## Task statement
Rewrite the listing below, replacing "rough mask" with "coarse mask" everywhere and keeping everything else the same.

## Data extract
● ● ● ●

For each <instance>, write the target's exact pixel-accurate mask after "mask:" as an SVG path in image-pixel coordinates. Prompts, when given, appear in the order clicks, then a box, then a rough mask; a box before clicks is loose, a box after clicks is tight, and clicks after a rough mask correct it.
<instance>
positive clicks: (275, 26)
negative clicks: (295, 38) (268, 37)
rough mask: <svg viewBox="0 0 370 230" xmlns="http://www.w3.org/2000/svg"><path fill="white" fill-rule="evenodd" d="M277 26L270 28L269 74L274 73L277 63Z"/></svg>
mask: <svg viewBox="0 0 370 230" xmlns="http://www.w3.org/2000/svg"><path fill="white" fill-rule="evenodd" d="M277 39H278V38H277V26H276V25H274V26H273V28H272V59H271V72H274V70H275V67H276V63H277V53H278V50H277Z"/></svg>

● ● ● ●

## Response area
For each <instance>, write the target's exact pixel-accurate mask after "mask:" as an SVG path in image-pixel coordinates. Prompts, when given, appear in the order clicks, then a box, then a coarse mask; a box before clicks is loose, a box after clicks is tight, and clicks after a coarse mask correct it.
<instance>
positive clicks: (275, 26)
negative clicks: (295, 38) (268, 37)
coarse mask: <svg viewBox="0 0 370 230" xmlns="http://www.w3.org/2000/svg"><path fill="white" fill-rule="evenodd" d="M277 26L270 28L269 74L274 73L277 63Z"/></svg>
mask: <svg viewBox="0 0 370 230" xmlns="http://www.w3.org/2000/svg"><path fill="white" fill-rule="evenodd" d="M277 39H278V38H277V26H276V25H274V26H273V28H272V59H271V72H274V70H275V67H276V63H277V53H278V50H277Z"/></svg>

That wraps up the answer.